# WHAT IS BEING ASKED:
Pick out each line in the listing below that contains the word "people" and copy those lines.

A run of records
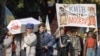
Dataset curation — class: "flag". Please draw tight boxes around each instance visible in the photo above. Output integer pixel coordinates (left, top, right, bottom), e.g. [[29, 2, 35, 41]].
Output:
[[5, 6, 15, 25], [38, 16, 42, 22], [46, 15, 51, 34]]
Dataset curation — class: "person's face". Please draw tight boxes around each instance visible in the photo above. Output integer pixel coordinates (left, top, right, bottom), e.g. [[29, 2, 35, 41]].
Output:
[[60, 29, 64, 35], [27, 29, 33, 33], [39, 26, 45, 32], [7, 31, 11, 35]]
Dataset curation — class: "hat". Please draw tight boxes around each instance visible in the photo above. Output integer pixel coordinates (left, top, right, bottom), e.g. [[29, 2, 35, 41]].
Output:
[[26, 23, 34, 29]]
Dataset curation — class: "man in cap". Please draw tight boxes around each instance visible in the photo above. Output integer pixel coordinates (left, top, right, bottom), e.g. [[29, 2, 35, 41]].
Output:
[[36, 23, 55, 56], [22, 23, 36, 56]]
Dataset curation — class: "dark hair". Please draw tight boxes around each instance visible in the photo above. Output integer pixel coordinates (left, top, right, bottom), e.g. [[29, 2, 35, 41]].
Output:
[[39, 23, 45, 28]]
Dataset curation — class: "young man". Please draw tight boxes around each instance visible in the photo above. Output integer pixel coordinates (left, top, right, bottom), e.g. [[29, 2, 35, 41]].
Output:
[[22, 23, 36, 56], [36, 23, 55, 56], [56, 28, 69, 56]]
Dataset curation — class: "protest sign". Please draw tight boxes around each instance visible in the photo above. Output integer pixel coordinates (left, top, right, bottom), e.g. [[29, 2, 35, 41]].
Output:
[[56, 4, 97, 28]]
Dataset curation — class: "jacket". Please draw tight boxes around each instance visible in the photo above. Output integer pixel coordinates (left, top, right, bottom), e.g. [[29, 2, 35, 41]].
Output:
[[56, 35, 69, 49], [21, 33, 37, 56], [3, 37, 13, 56], [36, 32, 55, 49]]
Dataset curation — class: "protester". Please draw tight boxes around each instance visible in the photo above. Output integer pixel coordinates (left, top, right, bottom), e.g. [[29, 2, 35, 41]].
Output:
[[57, 28, 69, 56], [3, 31, 14, 56], [36, 23, 55, 56], [22, 23, 37, 56], [70, 29, 81, 56], [96, 29, 100, 56], [84, 31, 96, 56], [14, 34, 22, 56]]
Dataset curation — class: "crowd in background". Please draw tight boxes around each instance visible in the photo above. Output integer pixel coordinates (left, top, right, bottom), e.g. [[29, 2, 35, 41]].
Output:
[[0, 23, 100, 56]]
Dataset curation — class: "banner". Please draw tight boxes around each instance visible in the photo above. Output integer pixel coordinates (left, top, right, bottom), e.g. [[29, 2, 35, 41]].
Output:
[[56, 4, 97, 28], [7, 17, 41, 34]]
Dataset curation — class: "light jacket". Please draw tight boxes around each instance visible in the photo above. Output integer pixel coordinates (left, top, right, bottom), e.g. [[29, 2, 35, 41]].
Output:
[[22, 33, 36, 56]]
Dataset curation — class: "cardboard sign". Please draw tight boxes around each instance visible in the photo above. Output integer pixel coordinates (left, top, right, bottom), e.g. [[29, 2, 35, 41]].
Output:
[[7, 17, 41, 34], [56, 4, 97, 28]]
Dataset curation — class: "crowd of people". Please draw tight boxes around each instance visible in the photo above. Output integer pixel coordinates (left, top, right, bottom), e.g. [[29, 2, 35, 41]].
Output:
[[0, 23, 100, 56]]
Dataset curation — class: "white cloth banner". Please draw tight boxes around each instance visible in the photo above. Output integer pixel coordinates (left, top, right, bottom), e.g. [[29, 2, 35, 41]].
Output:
[[56, 3, 97, 28], [7, 17, 41, 34]]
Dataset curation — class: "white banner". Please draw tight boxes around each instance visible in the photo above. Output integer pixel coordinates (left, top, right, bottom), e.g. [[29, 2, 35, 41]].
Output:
[[56, 4, 97, 28], [7, 17, 41, 34]]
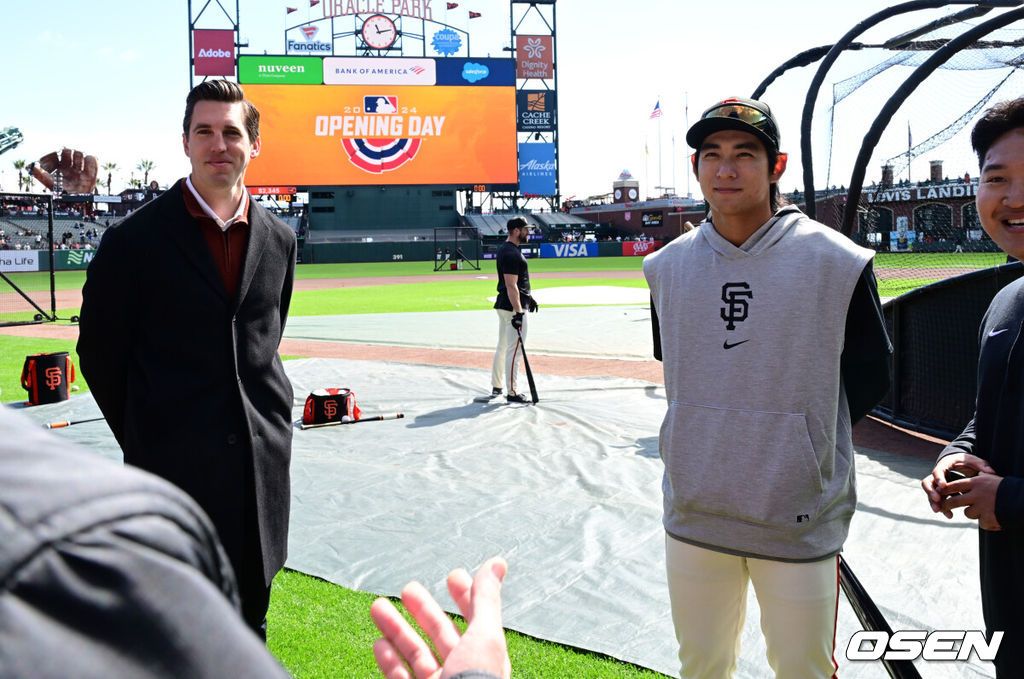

# RESULT:
Dataset curation — class: "crowd of people". Please draw tight boxes around each instance visible in the photo above. Output integer pixel coordinates (left, top, right, bottom), e.g. [[29, 2, 35, 41]].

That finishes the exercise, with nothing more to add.